• _REQUIRED ACTION_
Extend the personal blog about spiders and long weekends, picking up right after its final line about white shoes and Memorial Day.

• _TEXT FOR ANALYSIS_
- - - - - - -
Whew. Those little ones soak up EVERYTHING they hear and wait until the perfect moment to spit it right back out.

No spider sightings yesterday

Yesterday was the first day I saw NO spiders in my house for quite a few days now. Interestingly, there is not one single bug stuck in any of the sticky traps. Apparently they know better. Or else I have no bugs in my house now. I'll go with the second option. I think the Raid around the doors and windows probably really did the trick.

Today is Wednesday. I know in an earlier post I said we should all have 1 or 2 three day weekends a month, but now I'm reconsidering. I haven't necessarily changed my mind, but I'm thinking it over. The problem with a three day weekend, is a four day week. What is it about a four day week that makes it seem to d-r-a-g on and on and on? It's a strange phenomenon.

Enjoy the day.

Monday, September 3, 2007

GROSS!!!


OMG! My brother Sam enlarged the photo of the spider I found in my bathroom a couple of days ago. Isn't it gross??? Look at those glowing eyes and the hair on it's legs. YUCK!.
I went to Wal-Mart today and bought some sticky pads and some Raid. Last night was the last straw. Joe saw a spider walking across the room and killed it. Then, when I opened the back door to let the dogs out last night there were THREE spiders, just like the one above, sitting on my door jam right next to the web they had presumably just woven. Normally, I'm of the philosophy that if the bug is outside, that's where it belongs and I have no issues with it. Inside is a different ballgame altogether. But, I think it's time for action. I sprayed the door jam and around the foundation with Raid. Man I hope it works!
Sam's blog is at http://www.samellis.net.

Sunday, September 2, 2007

It's Sunday, but feels like Saturday

I love long weekends. We should all have a long weekend 1 or 2 times a month. More than that wouldn't work because it would just become normal, and wouldn't seem like a treat. I haven't decided what I'm going to do with my extra day yet. Joe is handing me all the sales fliers for the Labor Day Sales. That sounds like permission if you ask me. "Here honey. Anything in these fliers is fair game for your purchasing pleasure. Enjoy!"

Have a great Labor Day. Don't forget...after tomorrow, you need to leave your white shoes in the closet until Memorial Day. =)
- - - - - - -
• _DATASET CONTENT_

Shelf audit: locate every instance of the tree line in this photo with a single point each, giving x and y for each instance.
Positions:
- - - - - - -
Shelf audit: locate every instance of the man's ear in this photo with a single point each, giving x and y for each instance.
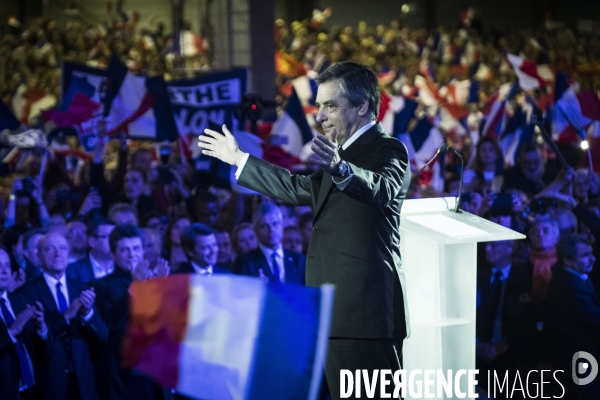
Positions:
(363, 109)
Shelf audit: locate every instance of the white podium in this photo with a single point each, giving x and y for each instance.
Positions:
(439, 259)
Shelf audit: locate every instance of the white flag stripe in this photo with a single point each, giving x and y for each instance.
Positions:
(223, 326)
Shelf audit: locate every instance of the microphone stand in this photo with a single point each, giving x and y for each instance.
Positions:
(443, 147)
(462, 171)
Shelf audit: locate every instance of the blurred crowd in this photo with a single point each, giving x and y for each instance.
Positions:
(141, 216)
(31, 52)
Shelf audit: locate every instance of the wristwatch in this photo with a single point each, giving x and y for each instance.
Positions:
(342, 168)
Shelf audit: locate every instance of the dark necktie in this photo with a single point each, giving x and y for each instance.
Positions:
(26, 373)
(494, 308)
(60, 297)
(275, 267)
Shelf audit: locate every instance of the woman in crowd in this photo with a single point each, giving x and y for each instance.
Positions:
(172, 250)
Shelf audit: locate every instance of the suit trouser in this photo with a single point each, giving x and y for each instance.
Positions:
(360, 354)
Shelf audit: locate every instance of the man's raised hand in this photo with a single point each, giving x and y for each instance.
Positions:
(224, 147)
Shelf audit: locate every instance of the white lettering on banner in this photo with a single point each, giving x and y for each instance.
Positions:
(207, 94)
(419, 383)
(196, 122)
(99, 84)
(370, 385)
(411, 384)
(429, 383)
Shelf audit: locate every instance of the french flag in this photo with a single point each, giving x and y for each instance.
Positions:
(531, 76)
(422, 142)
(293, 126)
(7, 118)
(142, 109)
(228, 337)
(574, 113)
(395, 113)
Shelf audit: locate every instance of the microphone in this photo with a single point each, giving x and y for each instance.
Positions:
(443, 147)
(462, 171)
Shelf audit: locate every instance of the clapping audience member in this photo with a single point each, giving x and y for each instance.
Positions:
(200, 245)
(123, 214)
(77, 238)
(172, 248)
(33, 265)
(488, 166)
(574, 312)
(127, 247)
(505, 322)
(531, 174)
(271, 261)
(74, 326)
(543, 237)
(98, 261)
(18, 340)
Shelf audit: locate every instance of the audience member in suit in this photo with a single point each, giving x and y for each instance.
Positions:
- - - - - - -
• _ANSWER SECTION_
Saturday, September 1, 2007

Sigh

Sarah's room. AKA: Spider Haven

At the risk of being redundant, guess what I found when I opened my knitting bag? Yup. A spider. What the heck? This one I took outside because I was closer to the door than the bathroom. It took some serious convincing to get the spider to come out. Eventually, it took some serious shaking of the bag.


So, I've just spent the last 1/2 hour on-line trying to get information on how to get rid of spiders in your home. After reading many articles, I have come to the following conclusions:


1. It's not easy to kill spiders with "products".

2. The best way to get rid of spiders is to get rid of other bugs. OTHER BUGS? What????

3. One person suggested getting some of those sticky things to trap mice. I might try that.

But what if I catch a mouse? That would be just as bad.

4. Keeping a clean house is a good way to get rid of spiders. I think this means that the only way to get my house clean is to get rid of Sarah. Her room alone is probably a haven for many, many spiders. They probably just come downstairs to play. See above picture. It should be noted that this is what her room looks like AFTER she cleaned it.

Proof that Sofi is occasionally friendly...


Here is a rare photo showing Sofi actually sitting on my lap and looking happy doing it. And Yuki is cuddling like his normal affectionate self.

Spiders, spiders, spiders



Another spider. And bold as can be. It just sat there and let me take it's picture. We told the office about all the spiders and they said they would spray for them, but nothing so far. I think it's time to take matters into my own hands...

If you are wondering, this is the SAME bathroom in which I flushed the other two spiders down the toilet. This one joined the others. Yuck.